◆ Task brief
Copy the lines of the data below verbatim, from the line containing "of the bird" up to and including the line containing "[(117, 43)]".

[Saved entries]
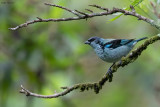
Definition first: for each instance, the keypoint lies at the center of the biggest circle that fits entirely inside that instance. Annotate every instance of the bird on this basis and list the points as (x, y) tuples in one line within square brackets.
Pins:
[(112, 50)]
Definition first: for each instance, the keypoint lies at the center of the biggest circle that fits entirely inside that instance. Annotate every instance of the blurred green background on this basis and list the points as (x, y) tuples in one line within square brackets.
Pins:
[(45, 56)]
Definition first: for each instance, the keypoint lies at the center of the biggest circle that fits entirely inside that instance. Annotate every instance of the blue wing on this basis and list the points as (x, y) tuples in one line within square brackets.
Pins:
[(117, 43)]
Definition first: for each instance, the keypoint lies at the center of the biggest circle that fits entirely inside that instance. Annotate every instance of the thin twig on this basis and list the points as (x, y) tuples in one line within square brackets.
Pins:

* * *

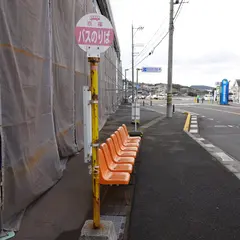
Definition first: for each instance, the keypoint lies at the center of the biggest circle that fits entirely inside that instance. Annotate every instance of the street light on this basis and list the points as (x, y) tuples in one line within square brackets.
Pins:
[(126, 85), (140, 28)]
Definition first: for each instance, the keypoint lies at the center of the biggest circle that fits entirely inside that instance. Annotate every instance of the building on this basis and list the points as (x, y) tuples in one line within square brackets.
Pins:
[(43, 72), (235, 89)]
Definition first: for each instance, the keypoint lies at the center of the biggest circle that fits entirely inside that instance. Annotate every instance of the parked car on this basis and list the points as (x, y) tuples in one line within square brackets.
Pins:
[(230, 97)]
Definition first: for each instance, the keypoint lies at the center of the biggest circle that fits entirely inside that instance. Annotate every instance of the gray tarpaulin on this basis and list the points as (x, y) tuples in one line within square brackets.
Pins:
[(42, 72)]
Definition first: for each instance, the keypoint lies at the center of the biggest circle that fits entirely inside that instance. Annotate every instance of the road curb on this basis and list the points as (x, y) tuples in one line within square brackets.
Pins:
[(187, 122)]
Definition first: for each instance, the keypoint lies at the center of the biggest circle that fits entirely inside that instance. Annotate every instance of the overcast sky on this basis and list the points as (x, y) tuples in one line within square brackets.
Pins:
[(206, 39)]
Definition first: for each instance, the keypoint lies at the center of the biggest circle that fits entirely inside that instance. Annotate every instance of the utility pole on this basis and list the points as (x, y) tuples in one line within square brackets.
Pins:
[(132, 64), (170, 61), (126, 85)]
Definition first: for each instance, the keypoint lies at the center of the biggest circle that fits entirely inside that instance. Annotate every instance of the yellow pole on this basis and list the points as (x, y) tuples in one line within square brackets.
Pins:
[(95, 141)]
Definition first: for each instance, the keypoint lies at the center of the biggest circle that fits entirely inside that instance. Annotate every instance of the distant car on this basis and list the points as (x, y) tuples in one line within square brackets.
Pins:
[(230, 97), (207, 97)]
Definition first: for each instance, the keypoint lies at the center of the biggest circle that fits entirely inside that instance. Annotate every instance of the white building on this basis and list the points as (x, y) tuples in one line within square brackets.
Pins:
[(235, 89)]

◆ The reply
Definition first: for each instance, the keypoint lies at the center of the biggest circle that fits entirely inside that instance. Annotate every instance of the bird on this basis and list the points as (x, y) tuples in one line within square brackets.
Pins:
[(112, 50)]
Definition first: for each instance, the keypoint lies at the center of the biggest circle that fits entirely inside that instance. Annotate every instance of the blurred green background on this basis and list the points as (x, y) tuples in one line within square brackets.
Pins:
[(45, 56)]
Definition first: for each instance, the keypoint lies at the center of the biggest circle that fits entirely inside that instance. Annotate every instance of the blue wing on this basis and list the points as (x, y) tuples in one line within square brackets.
Pins:
[(117, 43)]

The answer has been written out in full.